═══ MATERIALS PROVIDED

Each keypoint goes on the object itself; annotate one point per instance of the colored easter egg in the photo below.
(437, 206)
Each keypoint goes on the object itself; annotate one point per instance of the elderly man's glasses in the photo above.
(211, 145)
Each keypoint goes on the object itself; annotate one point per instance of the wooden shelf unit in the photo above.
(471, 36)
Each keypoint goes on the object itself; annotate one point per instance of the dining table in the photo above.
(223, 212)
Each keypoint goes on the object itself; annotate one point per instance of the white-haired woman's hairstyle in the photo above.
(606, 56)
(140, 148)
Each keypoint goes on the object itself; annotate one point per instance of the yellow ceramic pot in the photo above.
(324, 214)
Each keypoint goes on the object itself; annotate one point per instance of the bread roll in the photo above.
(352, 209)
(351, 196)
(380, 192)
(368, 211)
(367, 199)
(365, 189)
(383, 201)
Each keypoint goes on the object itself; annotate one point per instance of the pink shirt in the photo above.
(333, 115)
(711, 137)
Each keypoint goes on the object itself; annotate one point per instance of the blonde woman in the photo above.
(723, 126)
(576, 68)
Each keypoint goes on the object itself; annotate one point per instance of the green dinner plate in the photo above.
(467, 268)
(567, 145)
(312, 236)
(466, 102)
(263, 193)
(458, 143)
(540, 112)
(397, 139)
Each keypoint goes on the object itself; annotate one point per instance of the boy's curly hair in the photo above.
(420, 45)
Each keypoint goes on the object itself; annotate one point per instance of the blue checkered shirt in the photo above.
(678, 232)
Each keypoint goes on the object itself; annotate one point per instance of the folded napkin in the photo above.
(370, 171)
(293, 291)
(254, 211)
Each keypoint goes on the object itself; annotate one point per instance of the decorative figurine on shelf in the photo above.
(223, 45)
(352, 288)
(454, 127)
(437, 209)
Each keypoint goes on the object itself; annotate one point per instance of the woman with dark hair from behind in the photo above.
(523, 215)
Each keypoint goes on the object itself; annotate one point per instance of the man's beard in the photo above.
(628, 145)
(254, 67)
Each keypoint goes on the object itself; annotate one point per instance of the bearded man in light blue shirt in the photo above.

══════

_CHALLENGE_
Starting with the line that contains "hair in the photo above.", output every line through the end of the listing above, unchanged.

_REPLY_
Each keypoint goes on the object itself; annotate one point per instance of the boy's curly hair in the photo above.
(420, 45)
Each keypoint goes on the object itself; annotate one point per instance of the blue checkered shirt in the photo above.
(678, 232)
Each keypoint goes on the object itself; annotate one point per instance of the folded napkin in the photo above.
(370, 171)
(293, 291)
(254, 211)
Each keypoint goes on the object itself; annotate one point per instance of the decorative figurine on shelf in the photo above.
(223, 45)
(352, 288)
(454, 127)
(437, 209)
Each keypoint goes on the object itself; annotate one point per instance of the woman with dark hair from behind in the photo above.
(523, 215)
Each keypoint goes on the object itself; annotate one point per instance of the man's beard in the photo above.
(628, 145)
(254, 67)
Each keypoint goes on the object itself; annotate one point per instance of the bearded man in light blue shirt in the photo above.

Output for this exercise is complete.